■ **Task item**
The result should be a word-for-word retyping of the entries below, free of pictures.

■ **The data**
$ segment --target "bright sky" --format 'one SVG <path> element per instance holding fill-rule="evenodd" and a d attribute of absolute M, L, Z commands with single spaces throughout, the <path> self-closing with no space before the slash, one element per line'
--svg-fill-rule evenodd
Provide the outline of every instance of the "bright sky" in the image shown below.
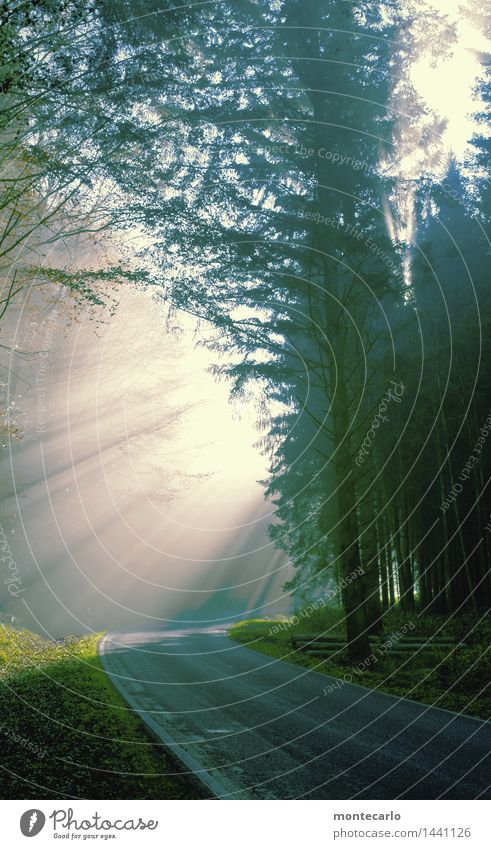
<path fill-rule="evenodd" d="M 475 108 L 472 88 L 481 72 L 477 51 L 489 51 L 489 41 L 469 20 L 465 11 L 468 0 L 430 0 L 430 5 L 446 14 L 457 26 L 457 41 L 452 55 L 436 67 L 428 57 L 422 57 L 413 67 L 412 80 L 428 105 L 447 118 L 444 143 L 460 158 L 473 132 L 470 111 Z"/>

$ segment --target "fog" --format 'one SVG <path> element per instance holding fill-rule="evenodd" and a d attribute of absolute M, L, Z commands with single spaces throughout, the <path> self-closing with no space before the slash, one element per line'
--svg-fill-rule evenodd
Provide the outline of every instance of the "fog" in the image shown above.
<path fill-rule="evenodd" d="M 229 403 L 191 323 L 130 289 L 107 324 L 70 316 L 41 295 L 8 320 L 37 353 L 3 352 L 22 431 L 2 449 L 4 620 L 59 637 L 287 611 L 255 412 Z"/>

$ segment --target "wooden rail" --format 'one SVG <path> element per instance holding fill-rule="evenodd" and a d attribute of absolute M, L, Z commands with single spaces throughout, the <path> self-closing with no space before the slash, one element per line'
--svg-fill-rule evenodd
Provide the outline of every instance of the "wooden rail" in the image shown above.
<path fill-rule="evenodd" d="M 292 634 L 290 643 L 295 651 L 305 652 L 312 657 L 335 657 L 344 655 L 347 650 L 346 638 L 342 634 L 318 635 L 318 634 Z M 424 637 L 402 636 L 386 634 L 380 637 L 373 635 L 369 637 L 370 648 L 379 657 L 395 657 L 406 654 L 432 651 L 452 651 L 453 649 L 465 648 L 466 643 L 453 643 L 447 638 L 435 637 L 425 639 Z"/>

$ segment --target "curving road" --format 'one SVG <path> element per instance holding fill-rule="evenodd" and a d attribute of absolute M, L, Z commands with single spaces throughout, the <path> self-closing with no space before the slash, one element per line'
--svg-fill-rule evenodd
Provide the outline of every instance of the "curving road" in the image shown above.
<path fill-rule="evenodd" d="M 223 629 L 117 632 L 99 652 L 219 798 L 491 798 L 490 723 L 342 684 Z"/>

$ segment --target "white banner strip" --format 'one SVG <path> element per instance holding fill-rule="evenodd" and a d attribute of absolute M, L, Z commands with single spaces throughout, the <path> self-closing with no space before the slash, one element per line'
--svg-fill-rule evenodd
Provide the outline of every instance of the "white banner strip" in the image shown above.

■ **Completed exercise**
$ segment --target "bright sky" --format 'one SVG <path> element per instance holding fill-rule="evenodd" and a d attribute of absolute M, L, Z commands with single spaces throughout, the <path> self-closing with no space before the slash, one element per line'
--svg-fill-rule evenodd
Provide the outline of every instance of the "bright sky" in the image shown below.
<path fill-rule="evenodd" d="M 475 108 L 472 88 L 481 72 L 477 51 L 489 51 L 489 41 L 469 20 L 465 11 L 468 0 L 430 0 L 430 5 L 446 14 L 457 26 L 457 41 L 452 55 L 436 67 L 428 57 L 422 57 L 413 67 L 412 80 L 428 105 L 447 118 L 444 143 L 460 158 L 473 132 L 470 111 Z"/>

$ segment --target "fog" --format 'one SVG <path> element per instance holding fill-rule="evenodd" and a d attribute of absolute M, L, Z commands with single spaces throughout, the <path> self-closing with no space before the slash, one element per line'
--svg-fill-rule evenodd
Provide the outline of every instance of the "fog" in the image shown above.
<path fill-rule="evenodd" d="M 229 403 L 191 323 L 130 289 L 107 324 L 70 316 L 41 295 L 8 320 L 37 353 L 3 352 L 22 431 L 2 449 L 4 620 L 59 637 L 287 611 L 255 412 Z"/>

$ segment --target "wooden rail" --format 'one SVG <path> element per instance holding fill-rule="evenodd" and a d attribute of absolute M, L, Z commands with single spaces throughout, the <path> self-closing with no space before the slash, one element per line'
--svg-fill-rule evenodd
Provide the outline of every instance of the "wooden rail" in the image shown above.
<path fill-rule="evenodd" d="M 292 634 L 290 643 L 295 651 L 305 652 L 312 657 L 335 657 L 344 655 L 347 650 L 346 638 L 342 634 L 318 635 L 318 634 Z M 424 637 L 402 636 L 386 634 L 380 637 L 373 635 L 369 637 L 370 648 L 379 657 L 395 657 L 406 654 L 432 651 L 452 651 L 453 649 L 465 648 L 466 643 L 453 643 L 447 638 L 435 637 L 425 639 Z"/>

$ segment --target "curving road" --format 'one SVG <path> element per instance holding fill-rule="evenodd" and a d attribute of absolute M, L, Z commands with single spaces throughout, the <path> self-closing with no space before the slash, one element per line'
--svg-fill-rule evenodd
Provide the outline of every instance of the "curving road" in the image shown above.
<path fill-rule="evenodd" d="M 223 629 L 117 632 L 99 652 L 219 798 L 491 798 L 490 723 L 342 684 Z"/>

$ segment --target "white banner strip" --format 'one SVG <path> element per instance holding fill-rule="evenodd" and a d attribute of absolute M, L, Z commands with single spaces throughout, the <path> self-closing with no space before the slash, one element per line'
--svg-fill-rule evenodd
Provide the outline of every instance of the "white banner strip" in the image shown above.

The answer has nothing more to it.